• _The problem_
Find every line in the material below that contains the word "earlobe" and copy each of those lines. Case counts, so only lines with matching capitalization qualify.

• _Data supplied_
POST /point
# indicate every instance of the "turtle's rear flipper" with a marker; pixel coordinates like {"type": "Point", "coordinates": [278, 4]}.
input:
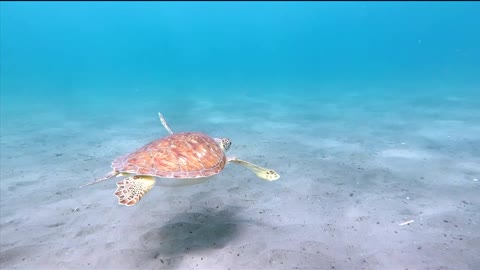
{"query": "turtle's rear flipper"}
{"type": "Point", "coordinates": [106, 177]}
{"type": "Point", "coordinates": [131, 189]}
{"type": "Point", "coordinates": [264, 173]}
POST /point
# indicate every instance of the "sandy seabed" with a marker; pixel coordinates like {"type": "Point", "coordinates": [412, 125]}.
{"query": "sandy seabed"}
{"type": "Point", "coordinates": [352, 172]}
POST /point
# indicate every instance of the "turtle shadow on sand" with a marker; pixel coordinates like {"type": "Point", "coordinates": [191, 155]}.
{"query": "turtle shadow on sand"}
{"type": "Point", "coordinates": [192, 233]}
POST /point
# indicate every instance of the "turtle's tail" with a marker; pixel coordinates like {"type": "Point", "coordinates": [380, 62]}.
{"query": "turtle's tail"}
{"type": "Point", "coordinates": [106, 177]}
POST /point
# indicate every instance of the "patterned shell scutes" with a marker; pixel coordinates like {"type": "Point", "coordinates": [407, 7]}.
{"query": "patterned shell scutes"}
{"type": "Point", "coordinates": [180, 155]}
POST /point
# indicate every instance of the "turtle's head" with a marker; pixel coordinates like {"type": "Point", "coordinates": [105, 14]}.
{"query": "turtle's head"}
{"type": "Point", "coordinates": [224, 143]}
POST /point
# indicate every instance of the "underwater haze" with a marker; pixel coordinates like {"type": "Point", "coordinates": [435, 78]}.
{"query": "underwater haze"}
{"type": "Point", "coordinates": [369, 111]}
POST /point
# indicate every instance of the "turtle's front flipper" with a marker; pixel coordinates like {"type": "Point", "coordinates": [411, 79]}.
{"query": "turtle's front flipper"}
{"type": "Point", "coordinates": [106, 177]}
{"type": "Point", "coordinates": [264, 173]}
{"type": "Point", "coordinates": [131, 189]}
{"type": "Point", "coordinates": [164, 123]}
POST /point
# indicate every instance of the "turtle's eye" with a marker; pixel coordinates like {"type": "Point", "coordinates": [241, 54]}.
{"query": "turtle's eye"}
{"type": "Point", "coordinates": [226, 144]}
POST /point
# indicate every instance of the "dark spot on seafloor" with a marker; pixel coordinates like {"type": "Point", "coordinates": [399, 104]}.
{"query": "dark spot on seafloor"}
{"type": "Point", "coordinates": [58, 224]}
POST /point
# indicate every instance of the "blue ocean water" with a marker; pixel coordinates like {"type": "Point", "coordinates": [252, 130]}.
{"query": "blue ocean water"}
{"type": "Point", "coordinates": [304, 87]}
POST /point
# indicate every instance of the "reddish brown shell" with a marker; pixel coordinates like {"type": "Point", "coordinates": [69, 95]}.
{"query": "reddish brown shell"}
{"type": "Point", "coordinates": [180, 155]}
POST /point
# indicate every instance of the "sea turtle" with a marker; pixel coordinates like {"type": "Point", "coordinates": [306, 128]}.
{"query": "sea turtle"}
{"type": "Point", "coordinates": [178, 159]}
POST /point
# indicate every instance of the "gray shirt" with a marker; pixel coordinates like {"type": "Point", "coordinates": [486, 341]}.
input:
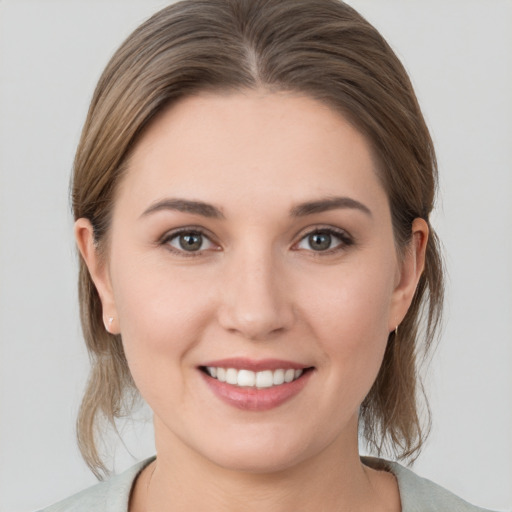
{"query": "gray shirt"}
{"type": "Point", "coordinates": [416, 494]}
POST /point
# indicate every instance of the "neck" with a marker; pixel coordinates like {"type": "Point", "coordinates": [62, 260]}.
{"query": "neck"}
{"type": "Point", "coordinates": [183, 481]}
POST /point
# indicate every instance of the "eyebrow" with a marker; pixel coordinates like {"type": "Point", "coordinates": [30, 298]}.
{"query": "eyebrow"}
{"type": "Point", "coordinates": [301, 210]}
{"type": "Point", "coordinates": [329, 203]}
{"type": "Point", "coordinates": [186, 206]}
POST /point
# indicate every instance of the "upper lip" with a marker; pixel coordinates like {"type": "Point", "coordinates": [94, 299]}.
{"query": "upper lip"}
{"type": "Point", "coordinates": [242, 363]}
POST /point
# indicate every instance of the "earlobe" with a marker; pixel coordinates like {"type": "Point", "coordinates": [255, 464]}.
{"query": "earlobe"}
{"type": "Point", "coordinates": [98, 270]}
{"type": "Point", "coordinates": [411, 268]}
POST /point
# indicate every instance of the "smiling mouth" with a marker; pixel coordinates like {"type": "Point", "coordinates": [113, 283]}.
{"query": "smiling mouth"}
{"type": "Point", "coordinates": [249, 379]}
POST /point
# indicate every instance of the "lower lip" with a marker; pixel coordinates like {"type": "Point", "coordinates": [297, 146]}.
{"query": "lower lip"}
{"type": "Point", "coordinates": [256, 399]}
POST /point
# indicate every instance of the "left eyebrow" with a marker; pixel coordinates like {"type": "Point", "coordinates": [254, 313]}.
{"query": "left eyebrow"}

• _The answer_
# indicate every instance of the "earlobe" with a marker; pixel coordinates like {"type": "Point", "coordinates": [255, 464]}.
{"query": "earlobe"}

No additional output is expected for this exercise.